TEXT PROVIDED:
The New Jack Ramblers can be a loose collective of musicians and at Tom Clark’s Sunday night series at the Treehouse at 2A, Kershaw’s band consisted of guitarist Seth Kessel, bassist Skip Ward, and drummer Dave Dawson. Kershaw sang his story-songs through sweet melodies in an unpolished baritone while his band provided honky tonk swagger and old-time rock ‘n’ roll with a taste of western swing, jump blues, and Americana. The band’s secret weapon was in Kessel’s slinky, slippery guitar leads that spiked Kershaw’s songs with flash and vigor. Brooklyn is a long way from all the traditional country music hubs, but Sean Kershaw & the New Jack Ramblers lead a movement that insures that this city is at least on the country music map.
Puma Perl & Friends/Lady Stardust/December 3, 2019
A poet leading an improvisational rock band is not a new concept, but it is rarely found. Born in Brooklyn, Puma Perl moved to the Lower East Side and was inspired by the work of the Nuyorican Poets Café and later by the Bowery Poetry Club. She also attended many performances by local bands, and before long, her rock ‘n’ roll buddies asked her to read her poems between sets. This ultimately led to a loose collective improvising music behind her as she read. Puma Perl & Friends became a constant on the Lower East Side club circuit. Since 2012, Perl has been the curator of Puma Perl’s Pandemonium, a monthly event at the Map Room at the Bowery Electric, where poets, spoken word, and performance artists share the stage with local rock bands. Perl also is a regular participant in the Great Weather for Media open mic series at the Parkside Lounge and is a prize-winning journalist for the Village Express newspaper. Perl authored two chapbooks and three full-length poetry collections; her fifth book, Birthdays Before and After, was released in December.
Puma Perl & Friends celebrated the publication of Perl’s new collection of poems with a performance at Rick Eckerle’s Tues Nite Live Undead series at Lady Stardust. Backed by guitarist Joff Wilson, violinist Walter Steding, saxophonist Danny Ray, bassist Joe Sztabnik, and drummer Dave Donen, Perl and the musicians flew like trapeze artists without a net. Perl’s poems read like prose, sometimes sardonic, sometimes melancholic, often peppered with panoramic reflections of neighborhood scenes and its residents’ choices. Unlike the slam poetry that inspired her initially, Perl’s emotions often were restrained, letting her words paint the passions. Meanwhile, the band locked into cutting grooves that gave Perl’s words a living pulse. Spontaneous events are risky by definition, but the performance by Puma Perl & Friends was sparkling and riveting.

EXTRACTED ENTRIES:
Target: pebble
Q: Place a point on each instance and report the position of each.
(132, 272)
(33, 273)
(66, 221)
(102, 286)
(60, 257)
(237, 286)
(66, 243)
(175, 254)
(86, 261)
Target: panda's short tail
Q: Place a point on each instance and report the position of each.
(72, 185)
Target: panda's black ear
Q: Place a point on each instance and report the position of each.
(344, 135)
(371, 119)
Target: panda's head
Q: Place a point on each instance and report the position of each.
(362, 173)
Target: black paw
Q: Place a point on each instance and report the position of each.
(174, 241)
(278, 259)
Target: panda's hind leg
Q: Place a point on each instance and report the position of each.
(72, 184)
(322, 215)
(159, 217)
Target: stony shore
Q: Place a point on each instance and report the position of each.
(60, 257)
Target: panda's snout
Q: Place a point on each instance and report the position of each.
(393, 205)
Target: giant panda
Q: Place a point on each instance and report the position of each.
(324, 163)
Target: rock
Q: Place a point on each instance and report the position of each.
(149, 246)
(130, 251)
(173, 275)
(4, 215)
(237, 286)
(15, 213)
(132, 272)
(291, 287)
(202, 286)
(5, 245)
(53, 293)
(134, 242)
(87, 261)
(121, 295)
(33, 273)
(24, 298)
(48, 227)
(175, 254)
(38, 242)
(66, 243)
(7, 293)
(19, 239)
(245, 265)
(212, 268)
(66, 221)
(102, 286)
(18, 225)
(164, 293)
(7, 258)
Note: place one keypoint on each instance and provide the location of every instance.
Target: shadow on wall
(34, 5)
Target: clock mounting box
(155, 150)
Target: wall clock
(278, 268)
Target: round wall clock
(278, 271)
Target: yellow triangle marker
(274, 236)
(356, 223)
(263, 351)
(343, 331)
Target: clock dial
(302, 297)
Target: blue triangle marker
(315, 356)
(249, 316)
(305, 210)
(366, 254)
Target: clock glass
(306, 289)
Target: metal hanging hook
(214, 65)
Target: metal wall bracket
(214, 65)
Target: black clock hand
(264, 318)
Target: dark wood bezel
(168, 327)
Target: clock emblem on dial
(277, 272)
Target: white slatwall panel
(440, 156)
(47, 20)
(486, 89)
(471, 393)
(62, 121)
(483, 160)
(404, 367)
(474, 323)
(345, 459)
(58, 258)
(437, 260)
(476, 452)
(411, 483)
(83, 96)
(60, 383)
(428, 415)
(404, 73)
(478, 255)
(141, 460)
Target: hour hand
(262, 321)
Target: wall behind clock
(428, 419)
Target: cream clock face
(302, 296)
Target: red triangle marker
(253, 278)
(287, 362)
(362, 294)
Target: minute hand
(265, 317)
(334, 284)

---

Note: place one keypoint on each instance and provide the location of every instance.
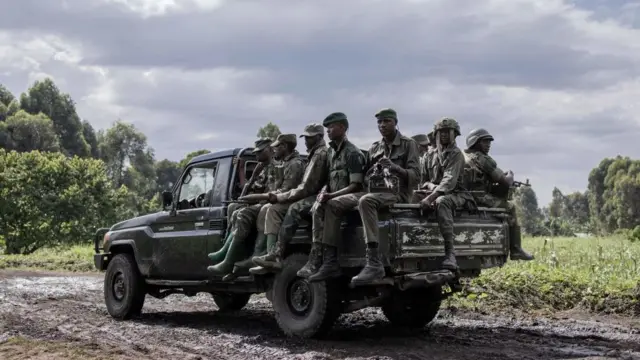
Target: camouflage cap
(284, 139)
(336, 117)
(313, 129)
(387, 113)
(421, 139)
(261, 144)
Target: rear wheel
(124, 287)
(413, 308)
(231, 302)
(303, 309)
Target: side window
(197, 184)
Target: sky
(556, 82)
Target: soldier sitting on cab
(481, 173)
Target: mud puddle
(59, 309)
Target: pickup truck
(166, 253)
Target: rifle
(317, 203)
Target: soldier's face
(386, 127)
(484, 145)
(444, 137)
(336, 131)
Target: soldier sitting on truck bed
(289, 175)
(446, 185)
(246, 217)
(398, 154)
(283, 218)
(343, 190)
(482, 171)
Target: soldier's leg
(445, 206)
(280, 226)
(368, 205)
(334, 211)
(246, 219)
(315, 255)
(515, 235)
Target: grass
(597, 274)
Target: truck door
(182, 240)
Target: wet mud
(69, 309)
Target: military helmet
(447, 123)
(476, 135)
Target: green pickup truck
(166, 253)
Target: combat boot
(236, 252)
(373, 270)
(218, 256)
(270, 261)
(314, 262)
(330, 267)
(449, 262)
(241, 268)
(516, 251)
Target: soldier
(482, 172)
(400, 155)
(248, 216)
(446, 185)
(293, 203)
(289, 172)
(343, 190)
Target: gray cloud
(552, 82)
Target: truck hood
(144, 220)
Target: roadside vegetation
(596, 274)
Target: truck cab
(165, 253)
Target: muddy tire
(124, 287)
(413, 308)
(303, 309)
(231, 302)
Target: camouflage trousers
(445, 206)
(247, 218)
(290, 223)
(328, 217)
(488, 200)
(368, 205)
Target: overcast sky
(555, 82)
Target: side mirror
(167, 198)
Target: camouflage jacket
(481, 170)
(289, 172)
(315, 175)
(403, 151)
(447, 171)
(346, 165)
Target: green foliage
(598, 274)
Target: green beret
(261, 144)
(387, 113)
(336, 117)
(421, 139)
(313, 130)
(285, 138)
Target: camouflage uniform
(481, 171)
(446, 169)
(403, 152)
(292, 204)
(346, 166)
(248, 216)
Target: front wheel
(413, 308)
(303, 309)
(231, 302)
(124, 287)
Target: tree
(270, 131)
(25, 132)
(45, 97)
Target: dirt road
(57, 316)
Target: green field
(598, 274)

...

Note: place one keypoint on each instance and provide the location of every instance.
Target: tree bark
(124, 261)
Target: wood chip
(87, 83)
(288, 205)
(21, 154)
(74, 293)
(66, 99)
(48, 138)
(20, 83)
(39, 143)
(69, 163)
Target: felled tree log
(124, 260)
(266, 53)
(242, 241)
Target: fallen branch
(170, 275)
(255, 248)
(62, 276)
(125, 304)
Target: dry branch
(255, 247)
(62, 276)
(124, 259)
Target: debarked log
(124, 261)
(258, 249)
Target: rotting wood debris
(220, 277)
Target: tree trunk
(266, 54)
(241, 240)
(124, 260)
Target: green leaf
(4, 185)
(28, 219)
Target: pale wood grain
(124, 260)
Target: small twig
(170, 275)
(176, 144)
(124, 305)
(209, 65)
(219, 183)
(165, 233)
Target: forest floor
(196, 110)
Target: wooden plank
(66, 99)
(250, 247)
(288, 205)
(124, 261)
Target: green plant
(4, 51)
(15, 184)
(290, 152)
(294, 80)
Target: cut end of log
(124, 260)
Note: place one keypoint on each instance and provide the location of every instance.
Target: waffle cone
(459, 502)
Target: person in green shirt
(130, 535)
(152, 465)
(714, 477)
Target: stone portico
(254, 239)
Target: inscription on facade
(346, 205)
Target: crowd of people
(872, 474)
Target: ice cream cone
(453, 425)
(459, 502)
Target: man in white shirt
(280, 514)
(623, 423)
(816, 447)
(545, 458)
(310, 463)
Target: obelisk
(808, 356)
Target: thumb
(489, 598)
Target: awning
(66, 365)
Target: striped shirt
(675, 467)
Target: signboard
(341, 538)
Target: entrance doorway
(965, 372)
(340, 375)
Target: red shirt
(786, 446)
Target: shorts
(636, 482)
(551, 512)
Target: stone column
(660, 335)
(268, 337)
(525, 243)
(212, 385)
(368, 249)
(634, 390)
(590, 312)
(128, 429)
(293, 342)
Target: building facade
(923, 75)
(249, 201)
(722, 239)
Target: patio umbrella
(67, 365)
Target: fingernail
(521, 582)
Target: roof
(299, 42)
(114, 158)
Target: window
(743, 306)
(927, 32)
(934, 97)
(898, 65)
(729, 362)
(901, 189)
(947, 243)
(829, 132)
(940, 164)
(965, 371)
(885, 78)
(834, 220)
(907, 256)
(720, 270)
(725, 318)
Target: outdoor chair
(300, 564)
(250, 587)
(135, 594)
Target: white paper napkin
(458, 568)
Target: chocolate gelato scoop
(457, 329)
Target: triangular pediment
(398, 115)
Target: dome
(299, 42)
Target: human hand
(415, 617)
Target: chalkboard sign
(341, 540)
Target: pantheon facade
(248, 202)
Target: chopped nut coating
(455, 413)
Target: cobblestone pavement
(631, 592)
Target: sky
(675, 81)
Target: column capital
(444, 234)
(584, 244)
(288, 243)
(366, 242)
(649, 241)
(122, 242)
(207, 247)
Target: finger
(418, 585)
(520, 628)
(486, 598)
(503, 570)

EXERCISE AIM: In the text about the live music performances, what is the title of Puma Perl's fifth book?

PROBLEM SOLUTION: Birthdays Before and After